THE RECORDS
%%

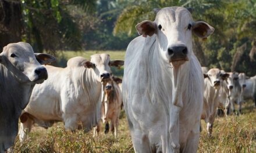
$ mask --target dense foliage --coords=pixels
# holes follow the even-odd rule
[[[154,20],[153,9],[169,6],[193,8],[195,20],[207,21],[215,28],[207,41],[194,37],[194,52],[202,65],[227,71],[256,74],[256,1],[247,0],[131,1],[119,16],[115,34],[136,32],[135,25]]]

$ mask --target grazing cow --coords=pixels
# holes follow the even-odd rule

%%

Reproduce all of the lines above character for character, and leave the pictures out of your answer.

$ mask --target dense foliage --coords=pixels
# holes follow the even-odd rule
[[[154,20],[153,9],[169,6],[193,8],[195,20],[207,21],[215,28],[207,41],[194,37],[194,52],[202,65],[227,71],[256,74],[256,1],[247,0],[131,1],[119,16],[115,34],[136,32],[135,25]]]

$ mask --target grazing cow --coords=pixels
# holes follow the even-odd rule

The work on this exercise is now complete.